═════ Provided material

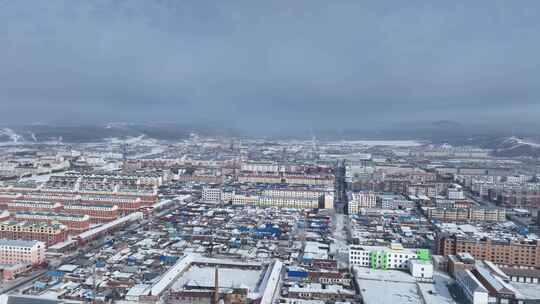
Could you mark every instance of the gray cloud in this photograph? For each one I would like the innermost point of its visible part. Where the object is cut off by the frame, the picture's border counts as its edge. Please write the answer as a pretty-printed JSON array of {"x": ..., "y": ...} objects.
[{"x": 269, "y": 64}]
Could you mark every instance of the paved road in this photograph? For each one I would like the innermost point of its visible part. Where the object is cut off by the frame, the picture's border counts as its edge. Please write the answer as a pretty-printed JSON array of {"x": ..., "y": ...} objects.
[
  {"x": 340, "y": 245},
  {"x": 14, "y": 285}
]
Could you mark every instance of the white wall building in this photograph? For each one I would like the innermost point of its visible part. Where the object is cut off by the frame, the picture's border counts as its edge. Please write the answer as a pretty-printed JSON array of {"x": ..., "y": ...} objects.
[
  {"x": 394, "y": 257},
  {"x": 422, "y": 270},
  {"x": 211, "y": 194}
]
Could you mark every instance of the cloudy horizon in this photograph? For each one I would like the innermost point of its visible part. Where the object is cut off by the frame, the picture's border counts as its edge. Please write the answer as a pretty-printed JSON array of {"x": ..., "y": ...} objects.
[{"x": 273, "y": 65}]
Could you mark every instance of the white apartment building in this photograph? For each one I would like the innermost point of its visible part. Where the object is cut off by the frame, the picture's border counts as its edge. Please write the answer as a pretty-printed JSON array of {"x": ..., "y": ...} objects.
[
  {"x": 211, "y": 194},
  {"x": 393, "y": 257},
  {"x": 19, "y": 251},
  {"x": 361, "y": 200}
]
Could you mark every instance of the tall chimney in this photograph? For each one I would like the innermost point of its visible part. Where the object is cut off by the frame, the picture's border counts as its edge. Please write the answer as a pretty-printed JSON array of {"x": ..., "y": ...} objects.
[{"x": 216, "y": 286}]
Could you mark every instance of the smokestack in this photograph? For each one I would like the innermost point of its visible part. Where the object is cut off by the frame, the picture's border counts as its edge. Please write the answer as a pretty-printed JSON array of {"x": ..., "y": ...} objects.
[{"x": 216, "y": 286}]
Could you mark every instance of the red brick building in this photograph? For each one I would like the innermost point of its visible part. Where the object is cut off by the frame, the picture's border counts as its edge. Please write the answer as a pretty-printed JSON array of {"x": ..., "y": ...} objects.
[
  {"x": 74, "y": 222},
  {"x": 48, "y": 233}
]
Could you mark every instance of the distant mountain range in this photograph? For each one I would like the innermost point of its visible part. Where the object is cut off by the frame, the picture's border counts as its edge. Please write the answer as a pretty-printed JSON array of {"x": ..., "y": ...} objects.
[
  {"x": 526, "y": 144},
  {"x": 514, "y": 146},
  {"x": 45, "y": 133}
]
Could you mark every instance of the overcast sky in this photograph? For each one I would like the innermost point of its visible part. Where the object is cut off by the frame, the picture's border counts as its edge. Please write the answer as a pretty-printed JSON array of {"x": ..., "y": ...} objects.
[{"x": 273, "y": 65}]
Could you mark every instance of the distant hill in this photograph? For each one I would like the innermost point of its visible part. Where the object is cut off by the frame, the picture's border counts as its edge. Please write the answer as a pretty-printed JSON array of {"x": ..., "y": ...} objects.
[
  {"x": 95, "y": 133},
  {"x": 515, "y": 147}
]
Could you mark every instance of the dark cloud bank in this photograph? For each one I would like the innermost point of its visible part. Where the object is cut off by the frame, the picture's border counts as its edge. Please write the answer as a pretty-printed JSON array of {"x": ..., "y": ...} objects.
[{"x": 271, "y": 66}]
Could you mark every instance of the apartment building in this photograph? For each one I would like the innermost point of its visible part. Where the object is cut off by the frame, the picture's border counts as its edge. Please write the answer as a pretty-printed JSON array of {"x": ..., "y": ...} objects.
[
  {"x": 359, "y": 200},
  {"x": 19, "y": 251},
  {"x": 48, "y": 233},
  {"x": 466, "y": 214},
  {"x": 393, "y": 257},
  {"x": 513, "y": 252},
  {"x": 75, "y": 223}
]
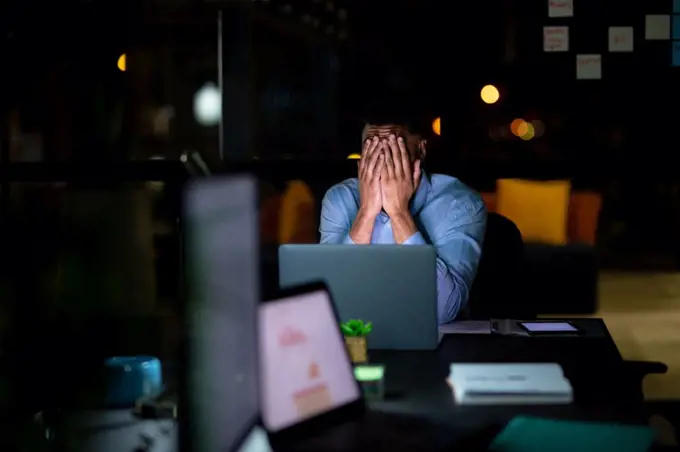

══════════

→ Try it
Since the pictures are not wanted, repeat only the rest of the material, exactly as given.

→ Output
Could you mark every instance of the gray cloud in this photograph? For each one I would like the innermost point of its visible part. Where the object is cut off by the frame, the picture's border counts as its edge. Please write the answer as a pretty-printed JSON array of {"x": ..., "y": ...} objects.
[{"x": 269, "y": 64}]
Could you mark every instance of the paved road in this photograph? For each one I would like the innermost point of its visible part. Where the object is cut off by the frame, the picture's border counts as its edge. Please write the answer as a pretty-printed JSON array of {"x": ..., "y": ...} objects.
[
  {"x": 340, "y": 245},
  {"x": 14, "y": 285}
]
Could you mark every instance of the white wall building in this photograph? For each one I would like the innermost point of its visible part. Where the object is cut off by the frame, the picture's border counts as its edge. Please write the answer as a pretty-printed JSON array of {"x": ..., "y": ...} objects.
[
  {"x": 394, "y": 257},
  {"x": 422, "y": 270},
  {"x": 211, "y": 194}
]
Could you mark every instance of the cloudy horizon in this photograph? For each one I would like the innermost point of its visible part. Where the object is cut off by the frame, the picture's border counts as its edge. Please write the answer as a pretty-printed JSON array of {"x": ..., "y": ...} objects.
[{"x": 273, "y": 65}]
Could you mark every instance of the white apartment building in this photograph? For each one I would like the innermost point of its visible part. Where the object is cut off by the frame, the picture's border counts as its edge. Please write the answer as a pretty-printed JSON array of {"x": ..., "y": ...} objects.
[
  {"x": 211, "y": 194},
  {"x": 393, "y": 257},
  {"x": 19, "y": 251},
  {"x": 361, "y": 200}
]
Could you mark every instance of the tall chimney in this photograph? For each one I would like the innermost point of its visible part. Where the object is cut off by the frame, the picture's border counts as its edge. Please write the answer as a pretty-printed JSON array of {"x": ..., "y": ...} objects.
[{"x": 216, "y": 286}]
Could you mark every instance of the smokestack in this photograph? For each one I would like the innermost point of its visible part. Where the object is cut off by the frame, the picture's border counts as its edge. Please write the answer as a pretty-printed JSON array of {"x": ..., "y": ...} objects.
[{"x": 216, "y": 286}]
Could you mark every instance of the red brick building in this photograph? For each one I would like the innermost point of its visible part. Where the object is cut off by the frame, the picture's border counts as its edge. Please write the answer as a pretty-printed JSON array of {"x": ..., "y": ...} objects.
[
  {"x": 74, "y": 222},
  {"x": 48, "y": 233}
]
Could you mark every instance of the distant mountain range in this photograph? For each one I would like the innermost point of its visible part. Where the object is cut off by the frame, the picture's border counts as its edge. Please write the answer as a pretty-printed JSON array of {"x": ..., "y": ...} objects.
[
  {"x": 526, "y": 144},
  {"x": 514, "y": 146},
  {"x": 45, "y": 133}
]
Could you mark every instance of the overcast sky in this photograph? For each one I would like the innermost point of its visible part. Where the object is cut off by the frame, the picture's border counts as its edge. Please write the answer as a pretty-printed JSON array of {"x": ..., "y": ...} objects.
[{"x": 273, "y": 65}]
Could you mark every instance of the distant hill in this photograph? For each one I would like the innermost point of its visible part. Where the object is cut off by the frame, the picture's border counts as its edge. Please write the answer as a pretty-printed JSON array of {"x": ..., "y": ...} objects.
[
  {"x": 95, "y": 133},
  {"x": 515, "y": 147}
]
Could you mark every instance of the dark cloud bank in this photograph? For each one I would like the innermost point of its visible part. Where the object is cut off by the frame, the picture's border counts as its edge. Please write the answer as a pretty-printed JSON array of {"x": ..., "y": ...} objects.
[{"x": 271, "y": 66}]
Could you mark every instance of the apartment building in this photograph? For each one I would like the innermost point of its visible part. Where the object is cut off by the frame, the picture's border counts as its edge. Please write the answer as a pretty-printed JSON array of {"x": ..., "y": ...} objects.
[
  {"x": 359, "y": 200},
  {"x": 19, "y": 251},
  {"x": 48, "y": 233},
  {"x": 466, "y": 214},
  {"x": 393, "y": 257},
  {"x": 513, "y": 252},
  {"x": 75, "y": 223}
]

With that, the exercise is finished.